WHAT IS EXPECTED:
Each entry below should be reproduced character for character.

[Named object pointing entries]
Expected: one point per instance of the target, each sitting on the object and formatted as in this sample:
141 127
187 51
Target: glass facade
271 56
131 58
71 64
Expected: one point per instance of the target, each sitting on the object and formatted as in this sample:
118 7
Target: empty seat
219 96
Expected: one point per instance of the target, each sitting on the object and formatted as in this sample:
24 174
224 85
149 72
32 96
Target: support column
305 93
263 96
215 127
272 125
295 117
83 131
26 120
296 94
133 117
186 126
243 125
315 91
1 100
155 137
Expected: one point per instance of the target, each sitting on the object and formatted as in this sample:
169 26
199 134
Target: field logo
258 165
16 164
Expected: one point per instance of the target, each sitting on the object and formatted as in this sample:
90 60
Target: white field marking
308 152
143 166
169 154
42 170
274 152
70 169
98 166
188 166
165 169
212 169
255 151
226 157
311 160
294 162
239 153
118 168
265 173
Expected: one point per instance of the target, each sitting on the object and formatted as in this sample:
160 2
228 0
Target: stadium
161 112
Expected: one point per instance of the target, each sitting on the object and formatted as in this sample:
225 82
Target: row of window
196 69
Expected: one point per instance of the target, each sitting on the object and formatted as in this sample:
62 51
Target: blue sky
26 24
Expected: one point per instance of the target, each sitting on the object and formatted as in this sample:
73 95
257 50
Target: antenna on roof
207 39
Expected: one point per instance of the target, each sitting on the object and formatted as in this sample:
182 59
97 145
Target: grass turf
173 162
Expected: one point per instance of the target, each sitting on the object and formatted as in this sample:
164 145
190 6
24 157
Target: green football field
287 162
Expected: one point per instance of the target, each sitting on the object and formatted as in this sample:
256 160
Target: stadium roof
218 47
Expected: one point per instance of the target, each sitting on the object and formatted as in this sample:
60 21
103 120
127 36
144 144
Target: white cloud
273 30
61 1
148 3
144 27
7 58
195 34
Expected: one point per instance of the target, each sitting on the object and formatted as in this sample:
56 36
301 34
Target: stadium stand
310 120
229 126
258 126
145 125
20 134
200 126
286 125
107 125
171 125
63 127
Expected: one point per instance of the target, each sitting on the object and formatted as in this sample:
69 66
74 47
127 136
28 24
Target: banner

EXERCISE OUTPUT:
Expected: one point per instance of the target, each sitting on the object and formatted as in this sample:
141 127
187 51
Target: glass facade
271 56
131 58
71 64
Expected: one point per instance of the target, each sitting on the object and formatted as in this sample:
118 7
Target: empty seat
219 96
Expected: one point per instance of the target, each sitting on the object and formatted as in this sample:
24 174
224 85
149 72
32 96
Target: support column
305 93
263 96
215 127
272 125
295 117
83 131
26 120
296 94
133 117
186 126
243 125
315 91
1 100
155 137
Expected: one point per instance of the target, each sitting on the object and formatted as in this sample:
169 26
199 134
Target: field logo
258 165
16 164
Expected: one point per instance of the target, each sitting on the object and formatted as in this sample:
90 60
Target: white field marking
308 152
143 166
169 154
42 170
274 152
70 169
98 166
188 166
165 169
212 169
255 151
226 157
311 160
294 162
239 153
118 168
265 173
Expected: one point per instance of the target, each sitting on the object and formatted as in this sample:
160 2
228 0
Target: stadium
161 112
Expected: one point per instance of the target, each sitting on the object and formatted as in this sample:
225 82
Target: row of window
196 69
Expected: one point per instance of the target, each sitting on the object and formatted as in this sample:
62 51
Target: blue sky
26 24
Expected: one point per instance of the target, each sitting on the object and formatted as in this sample:
73 95
257 50
Target: antenna on roof
207 39
Expected: one point per instance of the target, each sitting on the object and formatted as in this sample:
182 59
97 145
Target: grass turf
173 162
Expected: one point per instance of the target, each sitting on the object and formatted as in this sample:
164 145
190 6
24 157
Target: green football field
287 162
Expected: one point per instance of the target, each sitting on the object and formatted as in this sample:
256 160
Target: stadium roof
218 47
Expected: one point per instance of the target, each sitting on the object and formatted as in this sample:
60 21
103 120
127 36
144 144
Target: white cloud
273 30
61 1
148 3
144 27
7 58
195 34
Expected: one point per instance of the target, each sitting on the object and formatted as in this sample:
56 36
301 34
Target: stadium stand
310 120
229 126
258 126
145 125
20 134
200 126
286 125
107 125
171 125
63 127
Expected: one point per instance of the target, each sitting on the object and formatted as in this sample:
69 66
74 47
127 136
28 24
Target: banner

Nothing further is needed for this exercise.